- Exercise aim
Can you copy out every line from the one with "get_box(decorative terracotta panel)" through the end of the items, leaving out the pictures?

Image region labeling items
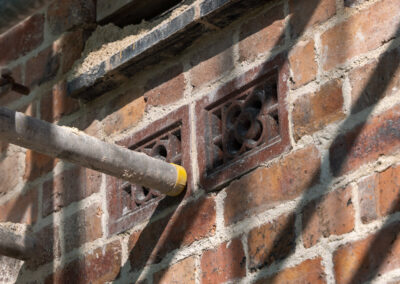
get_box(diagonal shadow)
[266,21,400,283]
[113,0,330,283]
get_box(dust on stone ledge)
[68,3,189,80]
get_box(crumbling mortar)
[350,182,362,232]
[195,256,202,284]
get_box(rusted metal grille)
[206,77,280,174]
[107,106,192,234]
[196,55,290,191]
[119,124,182,212]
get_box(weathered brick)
[302,186,354,248]
[349,48,400,113]
[0,153,23,195]
[255,258,326,284]
[292,80,345,140]
[47,0,96,35]
[0,141,10,156]
[289,40,318,88]
[333,223,400,283]
[329,106,400,176]
[40,81,79,122]
[144,65,186,106]
[64,204,103,253]
[42,167,101,217]
[190,33,233,88]
[153,256,197,284]
[201,239,246,284]
[224,146,320,225]
[321,0,400,70]
[26,224,61,270]
[24,150,57,181]
[239,5,285,61]
[129,197,216,270]
[0,188,38,224]
[0,65,24,106]
[0,14,44,65]
[247,215,296,270]
[25,46,60,88]
[289,0,336,39]
[0,255,23,284]
[45,241,121,284]
[103,93,146,135]
[358,166,400,223]
[344,0,368,7]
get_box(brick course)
[0,0,400,283]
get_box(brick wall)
[0,0,400,284]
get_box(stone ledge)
[67,0,269,101]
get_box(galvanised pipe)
[0,0,50,34]
[0,107,187,196]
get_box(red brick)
[303,187,354,248]
[64,204,103,253]
[103,97,146,135]
[144,65,186,106]
[26,224,61,270]
[42,167,101,217]
[239,5,285,61]
[321,0,400,70]
[224,146,320,225]
[329,106,400,176]
[0,188,38,224]
[201,239,246,284]
[47,0,96,34]
[292,80,345,140]
[40,81,79,122]
[153,256,197,284]
[190,33,234,88]
[333,223,400,283]
[129,197,216,270]
[349,48,400,113]
[0,14,44,65]
[344,0,368,7]
[0,141,9,156]
[289,40,318,88]
[45,241,121,284]
[24,150,56,181]
[55,29,89,74]
[358,166,400,223]
[0,65,24,106]
[289,0,336,38]
[0,153,23,195]
[255,258,326,284]
[25,46,60,88]
[247,215,296,270]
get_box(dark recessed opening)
[98,0,182,27]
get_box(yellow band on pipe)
[167,163,187,196]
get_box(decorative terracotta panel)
[196,55,289,191]
[107,106,191,234]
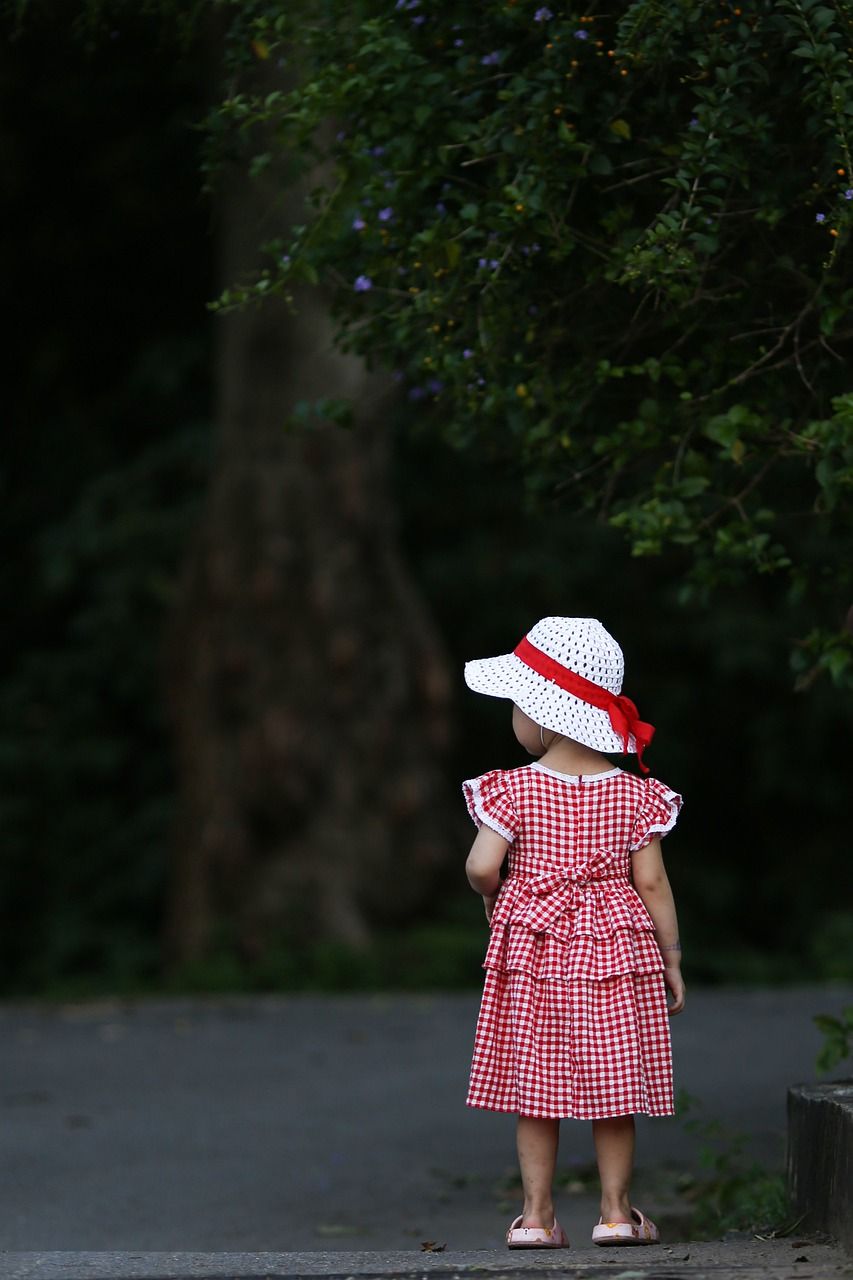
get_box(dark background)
[0,15,853,995]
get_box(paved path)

- Answer to this problem
get_box(decorative terracotta panel)
[196,55,289,191]
[107,106,191,234]
get_box(dark background)
[0,15,853,995]
get_box(paved path)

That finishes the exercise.